__Task instructions__:
1. Reproduce the passage of the review from "This is an addictive" up to and including "with other responsibilities.", word for word.
2. List every person named in the review.

__Exercise passage__:
━━━━━━━━━━━━━━━━━━━━

This is an addictive series, both unusual and endearing, and best started from the beginning with The Coroner's Lunch (see review here).

Quite the opposite from Siri Paiboun is Estelle Reyes-Guzman, in a long-running series by Steven F. Havill, which takes place in the southwestern state of New Mexico. Estelle is a young woman who is the undersheriff in Posadas County. She has a busy job and a lively family. In Blood Sweep (Poison Pen, April 7), Estelle is torn between her duties as a mother and those of her job. Her eldest son, Francisco, is a gifted pianist, and he is touring parts of the country under the auspices of his music school. Estelle is concerned when she learns the tour has also taken Francisco to some crime-ridden areas of Mexico, but she is tied down with other responsibilities.

━━━━━━━━━━━━━━━━━━━━

Data excerpts

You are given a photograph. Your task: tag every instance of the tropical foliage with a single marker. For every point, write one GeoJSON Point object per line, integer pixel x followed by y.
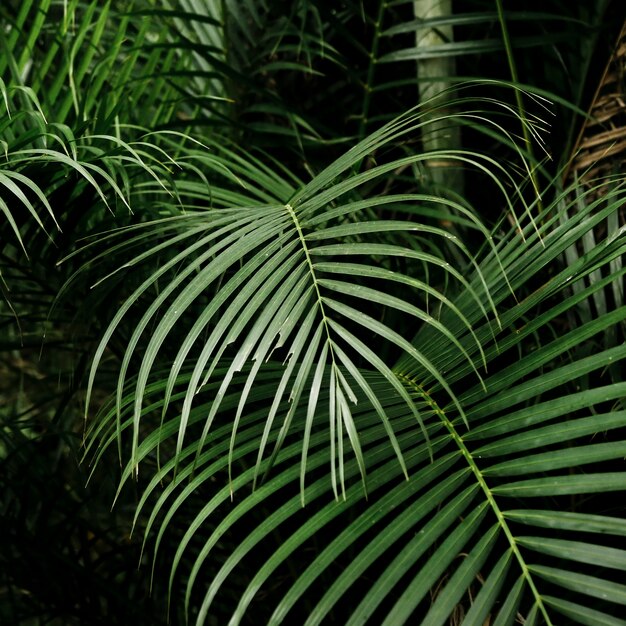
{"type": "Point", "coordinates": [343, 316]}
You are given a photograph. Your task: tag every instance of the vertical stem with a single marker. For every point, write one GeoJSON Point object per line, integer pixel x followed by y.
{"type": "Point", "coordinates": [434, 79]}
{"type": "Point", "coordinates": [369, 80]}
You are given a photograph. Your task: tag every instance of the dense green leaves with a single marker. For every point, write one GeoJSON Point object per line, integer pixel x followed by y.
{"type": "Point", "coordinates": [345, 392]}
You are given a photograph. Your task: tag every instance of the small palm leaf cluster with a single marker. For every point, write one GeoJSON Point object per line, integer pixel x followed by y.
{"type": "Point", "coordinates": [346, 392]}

━━━━━━━━━━━━━━━━━━━━

__Answer list__:
1.
This is an addictive series, both unusual and endearing, and best started from the beginning with The Coroner's Lunch (see review here).

Quite the opposite from Siri Paiboun is Estelle Reyes-Guzman, in a long-running series by Steven F. Havill, which takes place in the southwestern state of New Mexico. Estelle is a young woman who is the undersheriff in Posadas County. She has a busy job and a lively family. In Blood Sweep (Poison Pen, April 7), Estelle is torn between her duties as a mother and those of her job. Her eldest son, Francisco, is a gifted pianist, and he is touring parts of the country under the auspices of his music school. Estelle is concerned when she learns the tour has also taken Francisco to some crime-ridden areas of Mexico, but she is tied down with other responsibilities.

2.
Siri Paiboun
Estelle Reyes-Guzman
Steven F. Havill
Francisco